**What you are asked to do:**
Filter the listing for lines containing "white".

**Excerpted records:**

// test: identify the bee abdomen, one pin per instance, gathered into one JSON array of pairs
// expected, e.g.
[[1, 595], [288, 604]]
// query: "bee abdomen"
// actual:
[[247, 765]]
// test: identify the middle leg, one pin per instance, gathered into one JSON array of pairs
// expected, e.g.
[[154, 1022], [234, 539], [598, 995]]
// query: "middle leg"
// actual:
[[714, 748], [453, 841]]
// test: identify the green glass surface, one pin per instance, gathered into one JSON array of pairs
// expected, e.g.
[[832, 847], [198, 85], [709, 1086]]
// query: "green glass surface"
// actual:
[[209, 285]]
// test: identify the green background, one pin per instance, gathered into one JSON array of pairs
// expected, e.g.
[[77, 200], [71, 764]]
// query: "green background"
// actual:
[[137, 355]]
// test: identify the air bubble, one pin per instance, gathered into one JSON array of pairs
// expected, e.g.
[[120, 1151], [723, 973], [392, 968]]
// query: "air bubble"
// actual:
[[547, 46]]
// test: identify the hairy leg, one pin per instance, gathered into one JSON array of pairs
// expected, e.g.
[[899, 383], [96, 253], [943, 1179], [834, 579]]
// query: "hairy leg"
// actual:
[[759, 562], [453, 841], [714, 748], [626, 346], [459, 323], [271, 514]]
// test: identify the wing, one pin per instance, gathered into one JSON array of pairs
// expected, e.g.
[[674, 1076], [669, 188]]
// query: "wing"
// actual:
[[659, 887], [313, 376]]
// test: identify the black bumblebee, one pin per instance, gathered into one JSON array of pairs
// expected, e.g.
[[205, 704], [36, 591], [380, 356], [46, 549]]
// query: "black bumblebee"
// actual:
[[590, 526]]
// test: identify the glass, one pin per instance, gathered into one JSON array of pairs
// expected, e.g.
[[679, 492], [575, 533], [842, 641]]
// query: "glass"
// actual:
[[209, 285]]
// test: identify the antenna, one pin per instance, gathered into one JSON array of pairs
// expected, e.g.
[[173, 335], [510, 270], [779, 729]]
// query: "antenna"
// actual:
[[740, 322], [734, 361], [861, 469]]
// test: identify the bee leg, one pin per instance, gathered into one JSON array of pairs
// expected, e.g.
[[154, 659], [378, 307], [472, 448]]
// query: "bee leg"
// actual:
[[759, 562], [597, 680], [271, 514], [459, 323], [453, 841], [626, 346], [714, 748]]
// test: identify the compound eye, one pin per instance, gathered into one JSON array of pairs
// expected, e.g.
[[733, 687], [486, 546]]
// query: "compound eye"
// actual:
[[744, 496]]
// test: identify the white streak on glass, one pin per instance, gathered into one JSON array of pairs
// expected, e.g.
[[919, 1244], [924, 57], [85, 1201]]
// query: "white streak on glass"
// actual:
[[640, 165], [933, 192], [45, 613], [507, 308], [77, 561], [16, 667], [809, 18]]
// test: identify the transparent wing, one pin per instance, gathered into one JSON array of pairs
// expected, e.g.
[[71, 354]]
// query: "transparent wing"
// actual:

**Completed exercise:**
// test: identify the white streak on glass, one pin per instance, gathered into one JSON array of pairs
// query: "white streak on glass"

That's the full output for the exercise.